--- PROBLEM ---
Please count the lines of the records below that contain the string "every", matching case exactly. Reply with the number alone.

"""

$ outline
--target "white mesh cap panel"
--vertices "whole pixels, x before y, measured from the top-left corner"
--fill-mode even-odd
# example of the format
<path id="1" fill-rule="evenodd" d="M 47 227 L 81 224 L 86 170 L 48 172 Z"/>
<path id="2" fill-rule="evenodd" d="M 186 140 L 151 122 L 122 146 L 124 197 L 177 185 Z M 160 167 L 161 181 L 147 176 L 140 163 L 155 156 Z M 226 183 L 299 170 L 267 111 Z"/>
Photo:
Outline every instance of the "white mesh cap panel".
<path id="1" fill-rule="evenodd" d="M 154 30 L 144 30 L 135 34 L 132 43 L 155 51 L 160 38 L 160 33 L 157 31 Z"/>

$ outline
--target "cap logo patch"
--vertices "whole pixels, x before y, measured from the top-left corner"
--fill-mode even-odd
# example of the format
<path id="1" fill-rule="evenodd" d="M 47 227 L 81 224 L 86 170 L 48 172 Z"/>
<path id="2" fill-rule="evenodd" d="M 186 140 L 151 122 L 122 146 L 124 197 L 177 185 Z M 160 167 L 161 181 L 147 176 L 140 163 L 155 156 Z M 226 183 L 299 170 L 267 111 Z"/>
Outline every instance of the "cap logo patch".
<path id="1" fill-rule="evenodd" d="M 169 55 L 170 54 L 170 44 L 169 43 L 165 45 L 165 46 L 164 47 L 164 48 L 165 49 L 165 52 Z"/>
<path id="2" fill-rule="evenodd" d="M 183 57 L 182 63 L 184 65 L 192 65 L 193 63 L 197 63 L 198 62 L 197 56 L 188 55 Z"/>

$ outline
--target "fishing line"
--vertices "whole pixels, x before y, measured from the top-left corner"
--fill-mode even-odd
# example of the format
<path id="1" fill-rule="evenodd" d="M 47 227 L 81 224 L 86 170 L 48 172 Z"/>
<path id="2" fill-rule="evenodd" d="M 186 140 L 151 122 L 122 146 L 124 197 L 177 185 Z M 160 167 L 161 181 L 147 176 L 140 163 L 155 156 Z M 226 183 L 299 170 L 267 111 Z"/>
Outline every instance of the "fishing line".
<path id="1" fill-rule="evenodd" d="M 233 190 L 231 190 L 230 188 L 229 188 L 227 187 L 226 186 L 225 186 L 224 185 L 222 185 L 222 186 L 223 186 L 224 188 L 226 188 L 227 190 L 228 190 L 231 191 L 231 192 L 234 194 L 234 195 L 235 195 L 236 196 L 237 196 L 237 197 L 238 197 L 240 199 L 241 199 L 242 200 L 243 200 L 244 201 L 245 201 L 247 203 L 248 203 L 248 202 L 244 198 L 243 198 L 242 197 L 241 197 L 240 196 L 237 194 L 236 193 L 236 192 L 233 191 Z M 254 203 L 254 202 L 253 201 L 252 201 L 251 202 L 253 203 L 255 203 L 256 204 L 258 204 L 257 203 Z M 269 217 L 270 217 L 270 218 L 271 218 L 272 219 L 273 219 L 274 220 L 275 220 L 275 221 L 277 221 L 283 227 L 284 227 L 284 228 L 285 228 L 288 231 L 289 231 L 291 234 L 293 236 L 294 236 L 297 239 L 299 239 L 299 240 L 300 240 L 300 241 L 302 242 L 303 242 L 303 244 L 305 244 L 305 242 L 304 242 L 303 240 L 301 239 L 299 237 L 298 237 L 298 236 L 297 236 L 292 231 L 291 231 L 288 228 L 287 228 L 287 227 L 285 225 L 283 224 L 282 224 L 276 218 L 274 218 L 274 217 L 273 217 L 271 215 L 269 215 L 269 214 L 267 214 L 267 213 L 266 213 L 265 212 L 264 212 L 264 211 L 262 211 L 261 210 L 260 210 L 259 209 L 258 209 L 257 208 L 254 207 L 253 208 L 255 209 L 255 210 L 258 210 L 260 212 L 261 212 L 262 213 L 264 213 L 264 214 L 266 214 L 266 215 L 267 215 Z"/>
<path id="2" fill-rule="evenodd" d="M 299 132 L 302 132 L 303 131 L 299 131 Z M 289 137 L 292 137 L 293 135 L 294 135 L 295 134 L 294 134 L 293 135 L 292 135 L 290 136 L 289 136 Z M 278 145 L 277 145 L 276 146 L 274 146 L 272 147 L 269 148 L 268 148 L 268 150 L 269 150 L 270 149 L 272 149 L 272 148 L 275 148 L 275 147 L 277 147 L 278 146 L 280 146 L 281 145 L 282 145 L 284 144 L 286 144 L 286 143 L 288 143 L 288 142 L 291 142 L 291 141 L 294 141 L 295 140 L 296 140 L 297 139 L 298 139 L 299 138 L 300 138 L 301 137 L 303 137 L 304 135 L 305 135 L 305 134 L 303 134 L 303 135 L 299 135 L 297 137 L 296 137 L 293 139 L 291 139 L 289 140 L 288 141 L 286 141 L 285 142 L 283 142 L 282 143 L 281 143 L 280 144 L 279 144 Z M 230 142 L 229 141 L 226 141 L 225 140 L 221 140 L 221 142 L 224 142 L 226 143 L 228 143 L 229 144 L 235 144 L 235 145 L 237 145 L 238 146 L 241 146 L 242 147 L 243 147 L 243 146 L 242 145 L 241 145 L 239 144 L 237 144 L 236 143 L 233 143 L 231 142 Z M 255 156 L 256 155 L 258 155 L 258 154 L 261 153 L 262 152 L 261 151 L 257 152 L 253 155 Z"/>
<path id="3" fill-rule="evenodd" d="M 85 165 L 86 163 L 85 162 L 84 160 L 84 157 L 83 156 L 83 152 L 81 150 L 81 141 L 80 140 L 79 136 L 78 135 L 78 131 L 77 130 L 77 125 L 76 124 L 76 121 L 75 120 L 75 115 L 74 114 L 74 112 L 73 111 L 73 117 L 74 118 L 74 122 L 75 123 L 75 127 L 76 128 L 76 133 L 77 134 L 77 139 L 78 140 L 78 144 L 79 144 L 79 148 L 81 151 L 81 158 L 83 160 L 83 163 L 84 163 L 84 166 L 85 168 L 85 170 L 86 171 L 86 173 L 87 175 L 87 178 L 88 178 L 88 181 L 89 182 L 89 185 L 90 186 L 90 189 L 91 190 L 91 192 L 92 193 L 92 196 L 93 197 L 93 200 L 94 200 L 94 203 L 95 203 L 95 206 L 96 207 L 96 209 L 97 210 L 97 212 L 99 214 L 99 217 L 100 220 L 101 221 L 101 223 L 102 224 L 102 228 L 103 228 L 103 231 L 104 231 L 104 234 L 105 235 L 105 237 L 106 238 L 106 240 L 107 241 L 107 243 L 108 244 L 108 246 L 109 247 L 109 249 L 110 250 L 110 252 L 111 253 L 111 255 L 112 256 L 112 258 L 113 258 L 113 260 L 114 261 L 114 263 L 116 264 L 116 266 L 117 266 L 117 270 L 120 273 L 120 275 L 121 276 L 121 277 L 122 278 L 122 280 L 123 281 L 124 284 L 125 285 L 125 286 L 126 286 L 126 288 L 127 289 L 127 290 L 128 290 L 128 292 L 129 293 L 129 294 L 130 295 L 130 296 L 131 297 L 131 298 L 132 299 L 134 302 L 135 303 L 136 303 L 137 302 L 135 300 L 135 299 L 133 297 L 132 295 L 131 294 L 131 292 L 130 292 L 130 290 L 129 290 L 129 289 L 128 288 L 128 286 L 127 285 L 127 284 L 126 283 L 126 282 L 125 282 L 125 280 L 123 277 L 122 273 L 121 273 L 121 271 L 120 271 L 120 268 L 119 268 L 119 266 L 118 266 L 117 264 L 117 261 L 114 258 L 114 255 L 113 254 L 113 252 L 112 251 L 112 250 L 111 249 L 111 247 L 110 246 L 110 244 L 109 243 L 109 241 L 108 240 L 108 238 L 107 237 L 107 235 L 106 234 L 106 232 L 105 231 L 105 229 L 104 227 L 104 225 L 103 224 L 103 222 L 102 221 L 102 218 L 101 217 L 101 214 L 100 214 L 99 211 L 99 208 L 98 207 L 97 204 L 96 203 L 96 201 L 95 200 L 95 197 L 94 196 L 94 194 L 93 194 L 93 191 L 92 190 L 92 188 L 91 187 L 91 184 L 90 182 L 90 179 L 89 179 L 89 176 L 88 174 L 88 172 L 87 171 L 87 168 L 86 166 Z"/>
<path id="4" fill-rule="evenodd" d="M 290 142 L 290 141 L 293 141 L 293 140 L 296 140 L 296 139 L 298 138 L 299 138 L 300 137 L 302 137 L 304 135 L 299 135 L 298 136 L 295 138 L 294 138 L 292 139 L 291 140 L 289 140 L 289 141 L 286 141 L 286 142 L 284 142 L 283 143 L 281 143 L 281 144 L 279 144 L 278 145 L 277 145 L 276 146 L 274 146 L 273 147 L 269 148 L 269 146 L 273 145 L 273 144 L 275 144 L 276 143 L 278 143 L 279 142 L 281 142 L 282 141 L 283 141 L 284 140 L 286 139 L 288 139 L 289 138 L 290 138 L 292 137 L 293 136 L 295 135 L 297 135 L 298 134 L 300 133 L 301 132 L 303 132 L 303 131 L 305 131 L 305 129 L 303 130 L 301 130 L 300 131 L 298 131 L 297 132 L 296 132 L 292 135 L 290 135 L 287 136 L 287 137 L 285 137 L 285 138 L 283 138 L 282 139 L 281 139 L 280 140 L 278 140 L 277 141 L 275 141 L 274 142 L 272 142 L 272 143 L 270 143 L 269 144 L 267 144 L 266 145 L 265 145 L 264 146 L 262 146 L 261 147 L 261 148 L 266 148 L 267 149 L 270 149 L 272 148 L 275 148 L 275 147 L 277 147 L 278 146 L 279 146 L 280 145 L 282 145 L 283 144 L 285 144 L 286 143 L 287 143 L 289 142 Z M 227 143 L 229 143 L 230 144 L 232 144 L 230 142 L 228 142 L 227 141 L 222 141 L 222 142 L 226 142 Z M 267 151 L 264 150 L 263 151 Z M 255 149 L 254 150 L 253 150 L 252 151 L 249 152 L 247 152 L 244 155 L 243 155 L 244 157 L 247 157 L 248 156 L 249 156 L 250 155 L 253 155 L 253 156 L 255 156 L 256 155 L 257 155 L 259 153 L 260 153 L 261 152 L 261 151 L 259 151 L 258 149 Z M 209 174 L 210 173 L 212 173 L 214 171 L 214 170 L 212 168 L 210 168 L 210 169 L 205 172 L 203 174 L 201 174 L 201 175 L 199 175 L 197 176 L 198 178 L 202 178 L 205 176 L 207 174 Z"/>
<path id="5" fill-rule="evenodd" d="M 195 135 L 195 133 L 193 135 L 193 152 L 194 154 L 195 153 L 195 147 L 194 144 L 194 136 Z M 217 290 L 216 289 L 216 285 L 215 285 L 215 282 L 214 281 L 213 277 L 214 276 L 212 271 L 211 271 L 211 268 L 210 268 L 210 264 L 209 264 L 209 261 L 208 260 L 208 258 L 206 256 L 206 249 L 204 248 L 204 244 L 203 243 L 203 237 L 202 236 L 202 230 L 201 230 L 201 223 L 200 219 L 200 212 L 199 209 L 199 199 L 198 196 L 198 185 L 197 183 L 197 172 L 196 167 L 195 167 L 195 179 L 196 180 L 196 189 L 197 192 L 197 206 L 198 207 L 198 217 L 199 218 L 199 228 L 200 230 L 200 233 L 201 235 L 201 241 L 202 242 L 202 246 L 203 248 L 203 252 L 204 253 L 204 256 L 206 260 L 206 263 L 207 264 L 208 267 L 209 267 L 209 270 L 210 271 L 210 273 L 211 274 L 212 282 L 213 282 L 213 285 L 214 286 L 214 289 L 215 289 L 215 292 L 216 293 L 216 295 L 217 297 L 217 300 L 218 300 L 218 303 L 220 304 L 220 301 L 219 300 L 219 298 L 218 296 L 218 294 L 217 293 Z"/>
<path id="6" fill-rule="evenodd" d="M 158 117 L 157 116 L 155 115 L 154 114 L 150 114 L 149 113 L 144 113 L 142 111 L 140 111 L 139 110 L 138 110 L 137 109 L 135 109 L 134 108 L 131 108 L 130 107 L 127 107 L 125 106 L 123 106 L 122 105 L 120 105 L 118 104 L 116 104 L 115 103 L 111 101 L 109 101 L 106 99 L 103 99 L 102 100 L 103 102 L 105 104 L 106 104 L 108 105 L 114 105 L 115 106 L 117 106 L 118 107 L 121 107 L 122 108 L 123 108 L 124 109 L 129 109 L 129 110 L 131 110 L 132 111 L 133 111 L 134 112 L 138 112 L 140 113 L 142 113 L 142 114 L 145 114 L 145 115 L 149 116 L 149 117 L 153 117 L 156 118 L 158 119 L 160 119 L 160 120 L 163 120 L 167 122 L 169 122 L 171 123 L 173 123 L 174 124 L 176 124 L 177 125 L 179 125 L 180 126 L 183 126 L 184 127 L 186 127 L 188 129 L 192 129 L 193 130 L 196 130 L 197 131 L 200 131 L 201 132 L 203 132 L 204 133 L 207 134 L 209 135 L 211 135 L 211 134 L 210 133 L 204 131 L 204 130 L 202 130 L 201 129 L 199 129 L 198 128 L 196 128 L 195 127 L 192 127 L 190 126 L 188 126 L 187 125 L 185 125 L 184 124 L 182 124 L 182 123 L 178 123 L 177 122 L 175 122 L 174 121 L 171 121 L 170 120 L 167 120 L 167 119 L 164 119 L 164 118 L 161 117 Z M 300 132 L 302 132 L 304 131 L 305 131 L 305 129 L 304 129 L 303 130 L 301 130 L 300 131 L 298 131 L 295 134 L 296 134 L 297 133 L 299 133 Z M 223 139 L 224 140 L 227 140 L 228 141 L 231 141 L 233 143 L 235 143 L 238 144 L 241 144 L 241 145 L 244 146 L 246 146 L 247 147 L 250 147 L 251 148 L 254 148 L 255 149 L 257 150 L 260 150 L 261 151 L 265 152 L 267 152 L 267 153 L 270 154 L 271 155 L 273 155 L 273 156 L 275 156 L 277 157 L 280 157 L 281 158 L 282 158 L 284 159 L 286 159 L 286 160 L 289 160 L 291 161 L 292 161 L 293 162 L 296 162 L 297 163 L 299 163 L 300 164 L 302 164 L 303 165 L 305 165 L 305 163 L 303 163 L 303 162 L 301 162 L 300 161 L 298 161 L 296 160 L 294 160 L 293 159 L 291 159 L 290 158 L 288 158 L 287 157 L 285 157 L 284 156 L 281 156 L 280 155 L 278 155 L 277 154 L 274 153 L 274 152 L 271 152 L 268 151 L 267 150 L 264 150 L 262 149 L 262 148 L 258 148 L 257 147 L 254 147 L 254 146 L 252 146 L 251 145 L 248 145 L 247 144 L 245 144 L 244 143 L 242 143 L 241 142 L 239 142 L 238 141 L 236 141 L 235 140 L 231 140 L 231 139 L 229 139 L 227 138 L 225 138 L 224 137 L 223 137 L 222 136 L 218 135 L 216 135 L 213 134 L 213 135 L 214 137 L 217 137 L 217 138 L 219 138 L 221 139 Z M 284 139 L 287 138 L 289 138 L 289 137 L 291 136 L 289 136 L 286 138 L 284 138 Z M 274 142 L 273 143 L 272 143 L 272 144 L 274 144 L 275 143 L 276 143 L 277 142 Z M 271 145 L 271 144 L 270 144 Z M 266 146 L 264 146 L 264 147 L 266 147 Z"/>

"""

--- OUTPUT FOR THIS EXERCISE ---
3